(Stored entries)

::::::::::

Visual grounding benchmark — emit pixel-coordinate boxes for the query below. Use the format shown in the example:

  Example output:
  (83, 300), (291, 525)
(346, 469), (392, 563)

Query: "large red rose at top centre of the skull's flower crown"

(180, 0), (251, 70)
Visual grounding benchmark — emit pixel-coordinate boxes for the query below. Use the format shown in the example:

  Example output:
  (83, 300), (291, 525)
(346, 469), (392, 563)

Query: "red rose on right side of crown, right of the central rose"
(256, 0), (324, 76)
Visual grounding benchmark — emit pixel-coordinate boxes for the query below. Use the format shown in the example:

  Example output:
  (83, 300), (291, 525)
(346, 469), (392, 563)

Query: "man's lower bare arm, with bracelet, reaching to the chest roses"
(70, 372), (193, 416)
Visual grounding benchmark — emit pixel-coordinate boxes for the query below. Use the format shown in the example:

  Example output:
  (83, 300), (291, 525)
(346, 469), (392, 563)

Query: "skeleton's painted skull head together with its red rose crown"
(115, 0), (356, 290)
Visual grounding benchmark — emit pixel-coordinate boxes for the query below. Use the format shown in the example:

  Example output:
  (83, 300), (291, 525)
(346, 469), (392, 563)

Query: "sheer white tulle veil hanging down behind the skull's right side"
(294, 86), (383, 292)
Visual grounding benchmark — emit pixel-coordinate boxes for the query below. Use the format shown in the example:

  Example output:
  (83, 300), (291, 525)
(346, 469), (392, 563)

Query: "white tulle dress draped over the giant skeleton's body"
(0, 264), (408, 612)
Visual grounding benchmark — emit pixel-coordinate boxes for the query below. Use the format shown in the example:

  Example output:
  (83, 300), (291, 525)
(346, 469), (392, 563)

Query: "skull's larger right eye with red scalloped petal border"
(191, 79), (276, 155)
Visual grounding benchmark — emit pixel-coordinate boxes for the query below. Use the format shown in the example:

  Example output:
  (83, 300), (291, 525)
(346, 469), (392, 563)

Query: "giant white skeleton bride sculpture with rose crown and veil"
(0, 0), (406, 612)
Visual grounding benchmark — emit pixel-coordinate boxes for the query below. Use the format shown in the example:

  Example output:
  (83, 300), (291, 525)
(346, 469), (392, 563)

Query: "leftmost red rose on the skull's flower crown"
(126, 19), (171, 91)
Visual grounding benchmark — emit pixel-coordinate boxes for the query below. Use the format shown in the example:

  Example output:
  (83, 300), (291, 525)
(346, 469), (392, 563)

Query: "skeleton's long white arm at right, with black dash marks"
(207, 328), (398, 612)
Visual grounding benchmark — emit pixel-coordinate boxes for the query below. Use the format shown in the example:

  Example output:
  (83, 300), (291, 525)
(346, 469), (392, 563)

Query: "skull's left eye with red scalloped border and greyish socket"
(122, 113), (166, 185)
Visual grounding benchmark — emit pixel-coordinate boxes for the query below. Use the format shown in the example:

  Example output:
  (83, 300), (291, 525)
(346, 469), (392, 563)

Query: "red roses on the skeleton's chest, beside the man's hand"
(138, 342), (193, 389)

::::::::::

§ What to work on:
The expected response is the full data, reproduced exactly.

§ Answer to the problem:
Visual grounding benchmark — emit pixel-coordinate boxes for the query below. Use the format shown in the example:

  Example output:
  (83, 300), (291, 525)
(346, 469), (392, 563)

Query: "large red rose at top centre of the skull's flower crown"

(180, 0), (251, 70)
Visual grounding benchmark — emit pixel-coordinate boxes for the query below. Use the format shown in the example:

  Example output:
  (83, 300), (291, 525)
(346, 469), (392, 563)

Query: "red rose on right side of crown, right of the central rose"
(256, 0), (324, 76)
Visual grounding benchmark — emit pixel-coordinate boxes for the query below. Use the format shown in the example:

  Example output:
  (83, 300), (291, 525)
(346, 469), (392, 563)

Query: "man's lower bare arm, with bracelet, reaching to the chest roses"
(70, 372), (193, 416)
Visual grounding benchmark — emit pixel-coordinate boxes for the query below. Use the format shown in the example:

  Example output:
  (83, 300), (291, 525)
(346, 469), (392, 563)

Query: "skeleton's painted skull head together with its red rose crown"
(115, 0), (356, 290)
Visual grounding benchmark — emit pixel-coordinate boxes for the query below. Use the format shown in the example:

  Example output:
  (83, 300), (291, 525)
(346, 469), (392, 563)

Query: "sheer white tulle veil hanging down behind the skull's right side"
(294, 86), (383, 292)
Visual grounding benchmark — emit pixel-coordinate boxes for the query below. Use the format shown in the example:

  Example output:
  (83, 300), (291, 525)
(346, 469), (392, 563)

Query: "white tulle dress draped over the giant skeleton's body"
(0, 264), (408, 612)
Visual grounding benchmark — emit pixel-coordinate boxes for the query below. Use the format shown in the example:

  Example output:
  (83, 300), (291, 525)
(346, 469), (392, 563)

Query: "skull's larger right eye with red scalloped petal border"
(191, 79), (276, 155)
Visual grounding benchmark — emit pixel-coordinate boxes for the query below. Use the format shown in the example:

  Example output:
  (83, 300), (291, 525)
(346, 469), (392, 563)

Query: "giant white skeleton bride sculpture with rose crown and veil"
(0, 0), (406, 612)
Visual grounding benchmark — emit pixel-coordinate boxes for the query below. Use the format shown in the example:

  Example output:
  (83, 300), (291, 525)
(346, 469), (392, 563)

Query: "leftmost red rose on the skull's flower crown"
(126, 19), (171, 91)
Visual grounding benchmark — emit pixel-coordinate boxes for the query below. Use the format shown in the example:

  Example output:
  (83, 300), (291, 525)
(346, 469), (392, 563)

Query: "skeleton's long white arm at right, with black dash marks"
(207, 328), (398, 612)
Visual grounding benchmark — emit pixel-coordinate boxes for the query below. Use the format shown in the example:

  Example output:
  (83, 300), (291, 525)
(346, 469), (392, 563)

Query: "skull's left eye with red scalloped border and greyish socket"
(122, 113), (166, 185)
Visual grounding benchmark — emit pixel-coordinate boxes for the query below. Use the format shown in the example:

  Example output:
  (83, 300), (291, 525)
(346, 469), (392, 563)

Query: "red roses on the skeleton's chest, beside the man's hand"
(138, 342), (193, 389)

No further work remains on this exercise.